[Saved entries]
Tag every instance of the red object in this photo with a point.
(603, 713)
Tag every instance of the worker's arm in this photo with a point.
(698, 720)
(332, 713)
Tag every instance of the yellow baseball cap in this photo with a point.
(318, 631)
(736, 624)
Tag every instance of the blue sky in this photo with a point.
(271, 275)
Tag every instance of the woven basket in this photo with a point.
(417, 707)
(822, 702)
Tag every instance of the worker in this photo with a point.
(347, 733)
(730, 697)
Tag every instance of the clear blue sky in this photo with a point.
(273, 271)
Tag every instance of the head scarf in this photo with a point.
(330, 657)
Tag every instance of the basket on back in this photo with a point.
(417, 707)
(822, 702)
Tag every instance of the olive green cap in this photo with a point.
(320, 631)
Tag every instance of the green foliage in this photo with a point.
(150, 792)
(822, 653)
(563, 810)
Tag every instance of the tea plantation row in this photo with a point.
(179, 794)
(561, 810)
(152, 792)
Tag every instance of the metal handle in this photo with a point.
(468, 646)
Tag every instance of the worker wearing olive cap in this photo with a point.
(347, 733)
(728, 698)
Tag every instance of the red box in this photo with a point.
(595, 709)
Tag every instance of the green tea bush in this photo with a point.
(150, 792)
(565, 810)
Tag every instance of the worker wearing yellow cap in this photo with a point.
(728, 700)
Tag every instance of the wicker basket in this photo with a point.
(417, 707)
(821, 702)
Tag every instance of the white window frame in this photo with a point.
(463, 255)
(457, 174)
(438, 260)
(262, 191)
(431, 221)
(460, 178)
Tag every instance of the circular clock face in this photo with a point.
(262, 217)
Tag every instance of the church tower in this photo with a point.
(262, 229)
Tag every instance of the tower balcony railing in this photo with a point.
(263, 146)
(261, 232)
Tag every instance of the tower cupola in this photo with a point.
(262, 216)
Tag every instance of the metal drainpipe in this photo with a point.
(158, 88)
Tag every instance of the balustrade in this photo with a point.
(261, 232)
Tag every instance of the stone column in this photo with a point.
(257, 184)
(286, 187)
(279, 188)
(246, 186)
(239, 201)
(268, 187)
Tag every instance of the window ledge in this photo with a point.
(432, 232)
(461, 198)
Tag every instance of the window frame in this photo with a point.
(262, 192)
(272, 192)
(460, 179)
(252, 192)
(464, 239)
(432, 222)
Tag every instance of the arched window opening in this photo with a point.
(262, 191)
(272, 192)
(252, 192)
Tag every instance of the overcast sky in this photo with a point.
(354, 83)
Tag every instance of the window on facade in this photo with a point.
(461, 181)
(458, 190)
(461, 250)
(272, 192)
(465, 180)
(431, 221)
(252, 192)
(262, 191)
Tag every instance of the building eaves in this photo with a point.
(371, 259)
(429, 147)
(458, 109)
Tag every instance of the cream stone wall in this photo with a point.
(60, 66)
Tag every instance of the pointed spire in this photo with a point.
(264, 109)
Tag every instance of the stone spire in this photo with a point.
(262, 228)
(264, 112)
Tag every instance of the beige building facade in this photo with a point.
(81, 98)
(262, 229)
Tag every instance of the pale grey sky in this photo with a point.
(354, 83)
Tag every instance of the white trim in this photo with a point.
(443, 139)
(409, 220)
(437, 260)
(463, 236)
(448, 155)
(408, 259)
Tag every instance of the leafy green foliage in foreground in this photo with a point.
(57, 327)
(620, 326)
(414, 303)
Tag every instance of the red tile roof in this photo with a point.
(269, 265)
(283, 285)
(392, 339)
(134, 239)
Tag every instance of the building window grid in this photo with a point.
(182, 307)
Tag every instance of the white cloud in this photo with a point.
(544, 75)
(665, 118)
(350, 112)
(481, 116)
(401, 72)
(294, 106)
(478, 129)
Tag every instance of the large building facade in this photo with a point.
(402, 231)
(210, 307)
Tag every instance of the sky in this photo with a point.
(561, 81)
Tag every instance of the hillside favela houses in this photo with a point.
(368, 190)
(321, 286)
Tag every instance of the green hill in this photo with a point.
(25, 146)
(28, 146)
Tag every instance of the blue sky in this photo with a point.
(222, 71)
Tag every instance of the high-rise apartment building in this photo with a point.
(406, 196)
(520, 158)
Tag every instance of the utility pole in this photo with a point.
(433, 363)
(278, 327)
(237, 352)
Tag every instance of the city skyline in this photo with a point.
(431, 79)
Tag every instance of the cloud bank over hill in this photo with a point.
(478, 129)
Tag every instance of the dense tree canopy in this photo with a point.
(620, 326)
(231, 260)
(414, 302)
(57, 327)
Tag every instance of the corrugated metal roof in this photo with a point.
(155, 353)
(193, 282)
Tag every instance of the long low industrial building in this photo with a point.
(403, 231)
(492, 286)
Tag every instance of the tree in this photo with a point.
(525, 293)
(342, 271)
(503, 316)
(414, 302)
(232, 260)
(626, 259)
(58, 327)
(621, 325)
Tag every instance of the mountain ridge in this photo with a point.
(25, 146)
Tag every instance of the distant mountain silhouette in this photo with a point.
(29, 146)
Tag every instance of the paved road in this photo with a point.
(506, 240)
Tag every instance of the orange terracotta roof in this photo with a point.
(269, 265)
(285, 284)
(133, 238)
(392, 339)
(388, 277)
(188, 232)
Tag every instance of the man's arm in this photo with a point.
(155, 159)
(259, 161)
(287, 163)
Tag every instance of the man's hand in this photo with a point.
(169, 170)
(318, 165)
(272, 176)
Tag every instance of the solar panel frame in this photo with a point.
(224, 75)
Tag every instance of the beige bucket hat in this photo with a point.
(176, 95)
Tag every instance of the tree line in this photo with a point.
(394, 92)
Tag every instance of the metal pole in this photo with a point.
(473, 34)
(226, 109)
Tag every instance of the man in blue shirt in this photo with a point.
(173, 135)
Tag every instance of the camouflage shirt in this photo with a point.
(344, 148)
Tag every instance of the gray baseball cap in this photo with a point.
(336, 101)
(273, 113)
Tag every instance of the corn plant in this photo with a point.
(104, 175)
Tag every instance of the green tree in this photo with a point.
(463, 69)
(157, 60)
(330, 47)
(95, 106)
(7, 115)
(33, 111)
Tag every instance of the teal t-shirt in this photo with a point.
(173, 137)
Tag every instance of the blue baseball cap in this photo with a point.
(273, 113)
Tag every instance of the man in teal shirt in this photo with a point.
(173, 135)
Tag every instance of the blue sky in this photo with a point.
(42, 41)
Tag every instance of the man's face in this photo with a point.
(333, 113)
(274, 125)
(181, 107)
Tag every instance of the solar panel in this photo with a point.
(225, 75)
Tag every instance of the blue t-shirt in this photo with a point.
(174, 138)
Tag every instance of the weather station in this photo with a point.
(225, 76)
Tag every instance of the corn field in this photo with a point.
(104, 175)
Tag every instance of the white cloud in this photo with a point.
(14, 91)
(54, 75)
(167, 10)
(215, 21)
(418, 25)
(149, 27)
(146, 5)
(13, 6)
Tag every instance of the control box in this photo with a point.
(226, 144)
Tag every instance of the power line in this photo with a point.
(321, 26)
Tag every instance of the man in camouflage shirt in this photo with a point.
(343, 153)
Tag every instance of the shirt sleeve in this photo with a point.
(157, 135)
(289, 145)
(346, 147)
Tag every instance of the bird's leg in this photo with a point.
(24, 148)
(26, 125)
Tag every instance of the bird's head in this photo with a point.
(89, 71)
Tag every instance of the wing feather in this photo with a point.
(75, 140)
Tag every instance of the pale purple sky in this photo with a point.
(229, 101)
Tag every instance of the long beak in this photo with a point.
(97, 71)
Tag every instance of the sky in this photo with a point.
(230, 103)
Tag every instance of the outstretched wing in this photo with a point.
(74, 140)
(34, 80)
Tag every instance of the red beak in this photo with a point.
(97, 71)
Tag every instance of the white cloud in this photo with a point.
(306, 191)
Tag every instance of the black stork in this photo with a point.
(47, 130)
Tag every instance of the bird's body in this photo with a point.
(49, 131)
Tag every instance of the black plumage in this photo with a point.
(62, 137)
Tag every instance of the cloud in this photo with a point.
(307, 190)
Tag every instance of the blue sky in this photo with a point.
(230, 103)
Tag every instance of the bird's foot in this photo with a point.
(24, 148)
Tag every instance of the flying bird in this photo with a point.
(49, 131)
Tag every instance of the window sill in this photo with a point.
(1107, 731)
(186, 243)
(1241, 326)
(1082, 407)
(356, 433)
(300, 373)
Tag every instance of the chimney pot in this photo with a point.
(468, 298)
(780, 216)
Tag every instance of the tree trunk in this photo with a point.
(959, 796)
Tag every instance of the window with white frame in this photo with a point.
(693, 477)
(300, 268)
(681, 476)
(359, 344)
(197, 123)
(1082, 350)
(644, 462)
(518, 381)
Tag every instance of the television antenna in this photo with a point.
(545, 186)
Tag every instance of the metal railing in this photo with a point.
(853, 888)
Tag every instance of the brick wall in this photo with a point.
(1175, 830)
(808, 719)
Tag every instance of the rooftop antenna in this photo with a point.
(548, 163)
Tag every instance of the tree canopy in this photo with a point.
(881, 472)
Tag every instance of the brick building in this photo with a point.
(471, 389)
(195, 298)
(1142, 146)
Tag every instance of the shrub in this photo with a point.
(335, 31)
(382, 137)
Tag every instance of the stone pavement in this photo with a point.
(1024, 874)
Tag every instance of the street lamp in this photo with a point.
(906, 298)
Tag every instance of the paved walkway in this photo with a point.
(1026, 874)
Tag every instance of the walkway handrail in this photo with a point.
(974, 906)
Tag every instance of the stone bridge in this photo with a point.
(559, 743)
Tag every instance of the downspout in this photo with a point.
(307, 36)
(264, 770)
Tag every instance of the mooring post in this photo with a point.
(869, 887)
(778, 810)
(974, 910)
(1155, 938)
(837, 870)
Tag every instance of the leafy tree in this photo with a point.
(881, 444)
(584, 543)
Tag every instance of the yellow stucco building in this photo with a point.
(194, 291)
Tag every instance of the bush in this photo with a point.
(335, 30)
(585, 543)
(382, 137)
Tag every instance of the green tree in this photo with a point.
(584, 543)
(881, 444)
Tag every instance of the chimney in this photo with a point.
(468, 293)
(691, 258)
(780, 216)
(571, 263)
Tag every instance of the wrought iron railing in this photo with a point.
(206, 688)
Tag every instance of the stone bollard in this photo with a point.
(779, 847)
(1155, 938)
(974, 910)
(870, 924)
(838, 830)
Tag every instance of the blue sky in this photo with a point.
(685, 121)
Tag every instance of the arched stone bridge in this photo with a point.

- [The exercise] Could you quote, exactly as they appear, the line containing "Tag every instance of the yellow stucco" and every line after it to the end of the records above?

- [Response for this exercise]
Tag every instance of the yellow stucco building in this photo with a point.
(194, 291)
Tag every instance of the bush in this photo with a point.
(335, 30)
(585, 543)
(382, 137)
Tag every instance of the green tree in this photo with a point.
(584, 543)
(881, 444)
Tag every instance of the chimney in this photo with a point.
(468, 293)
(691, 258)
(780, 216)
(571, 263)
Tag every instance of the wrought iron railing in this photo with a point.
(206, 688)
Tag every instance of the stone bollard in this photo with a point.
(779, 847)
(1155, 938)
(974, 910)
(870, 924)
(838, 830)
Tag every instance of the blue sky in this photo with a point.
(685, 121)
Tag every instance of the arched stone bridge in this photo with a point.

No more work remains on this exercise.